Task instructions:
Keep the pictures out while you transcribe the listing below exactly.

────────────────────────────────────────

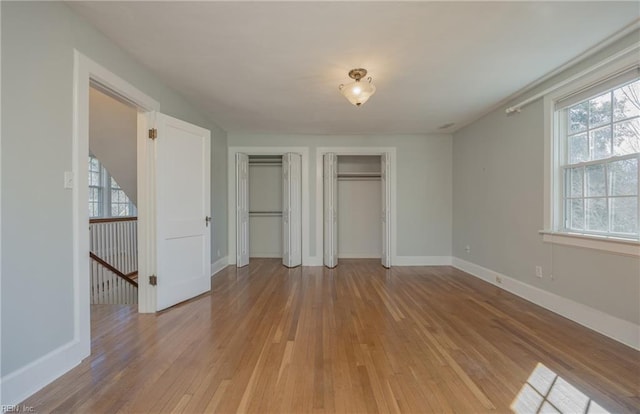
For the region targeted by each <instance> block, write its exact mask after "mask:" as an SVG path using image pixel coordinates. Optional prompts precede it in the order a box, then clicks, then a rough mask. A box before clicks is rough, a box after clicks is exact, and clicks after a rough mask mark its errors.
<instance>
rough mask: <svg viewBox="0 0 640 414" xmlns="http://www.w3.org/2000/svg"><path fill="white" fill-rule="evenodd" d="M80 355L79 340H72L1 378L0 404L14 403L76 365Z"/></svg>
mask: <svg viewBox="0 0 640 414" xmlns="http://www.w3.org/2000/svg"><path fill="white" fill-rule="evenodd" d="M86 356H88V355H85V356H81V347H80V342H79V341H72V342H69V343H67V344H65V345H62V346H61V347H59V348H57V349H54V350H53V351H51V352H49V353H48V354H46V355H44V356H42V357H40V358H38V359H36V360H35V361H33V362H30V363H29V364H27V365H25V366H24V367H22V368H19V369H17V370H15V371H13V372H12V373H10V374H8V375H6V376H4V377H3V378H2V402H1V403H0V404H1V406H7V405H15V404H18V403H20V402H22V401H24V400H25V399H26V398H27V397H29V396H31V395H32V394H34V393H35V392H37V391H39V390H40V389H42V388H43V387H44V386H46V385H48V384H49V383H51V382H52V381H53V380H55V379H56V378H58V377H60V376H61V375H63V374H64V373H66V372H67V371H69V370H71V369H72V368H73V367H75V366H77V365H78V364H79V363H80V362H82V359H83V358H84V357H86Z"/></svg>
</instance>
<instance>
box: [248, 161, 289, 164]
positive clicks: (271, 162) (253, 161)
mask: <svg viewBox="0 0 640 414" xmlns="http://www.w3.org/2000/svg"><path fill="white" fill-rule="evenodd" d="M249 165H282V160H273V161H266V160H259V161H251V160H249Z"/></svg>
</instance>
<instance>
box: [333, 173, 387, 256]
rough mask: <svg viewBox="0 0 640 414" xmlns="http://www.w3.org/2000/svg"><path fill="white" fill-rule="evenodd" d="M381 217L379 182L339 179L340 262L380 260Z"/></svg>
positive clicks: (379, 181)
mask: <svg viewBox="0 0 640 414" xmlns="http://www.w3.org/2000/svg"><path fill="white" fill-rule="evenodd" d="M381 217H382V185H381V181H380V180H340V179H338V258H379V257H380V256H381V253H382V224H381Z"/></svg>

────────────────────────────────────────

Response to the exercise:
For the region targeted by each <instance> block, write its exact mask after "mask:" as an SVG path using image pixel coordinates. Optional prompts precede it in the order a box, then clicks, then a rough mask. A box before clicks is rough, a box after clicks is exact, and clicks after a rough mask mark its errors.
<instance>
rough mask: <svg viewBox="0 0 640 414" xmlns="http://www.w3.org/2000/svg"><path fill="white" fill-rule="evenodd" d="M80 355L79 340H72L1 378L0 404L14 403L76 365Z"/></svg>
mask: <svg viewBox="0 0 640 414" xmlns="http://www.w3.org/2000/svg"><path fill="white" fill-rule="evenodd" d="M86 356H88V355H85V356H81V347H80V342H79V341H72V342H69V343H67V344H65V345H62V346H61V347H59V348H57V349H54V350H53V351H51V352H49V353H48V354H46V355H44V356H42V357H40V358H38V359H36V360H35V361H33V362H30V363H29V364H27V365H25V366H24V367H22V368H19V369H17V370H15V371H13V372H12V373H10V374H8V375H6V376H4V377H3V378H2V402H1V403H0V404H1V406H7V405H15V404H18V403H20V402H22V401H24V400H25V399H26V398H27V397H29V396H31V395H32V394H34V393H35V392H37V391H39V390H40V389H42V388H43V387H44V386H46V385H48V384H49V383H51V382H52V381H53V380H55V379H56V378H58V377H60V376H61V375H63V374H64V373H66V372H67V371H69V370H71V369H72V368H73V367H75V366H77V365H78V364H79V363H80V362H82V359H83V358H84V357H86Z"/></svg>
</instance>
<instance>
box: [248, 161, 289, 164]
positive clicks: (271, 162) (253, 161)
mask: <svg viewBox="0 0 640 414" xmlns="http://www.w3.org/2000/svg"><path fill="white" fill-rule="evenodd" d="M249 165H282V160H273V161H266V160H259V161H251V160H249Z"/></svg>
</instance>
<instance>
box: [333, 173, 387, 256]
rough mask: <svg viewBox="0 0 640 414" xmlns="http://www.w3.org/2000/svg"><path fill="white" fill-rule="evenodd" d="M381 217L379 182L339 179L340 262L380 260Z"/></svg>
positive clicks: (379, 181)
mask: <svg viewBox="0 0 640 414" xmlns="http://www.w3.org/2000/svg"><path fill="white" fill-rule="evenodd" d="M381 217H382V185H381V181H380V180H340V179H338V258H379V257H380V256H381V253H382V224H381Z"/></svg>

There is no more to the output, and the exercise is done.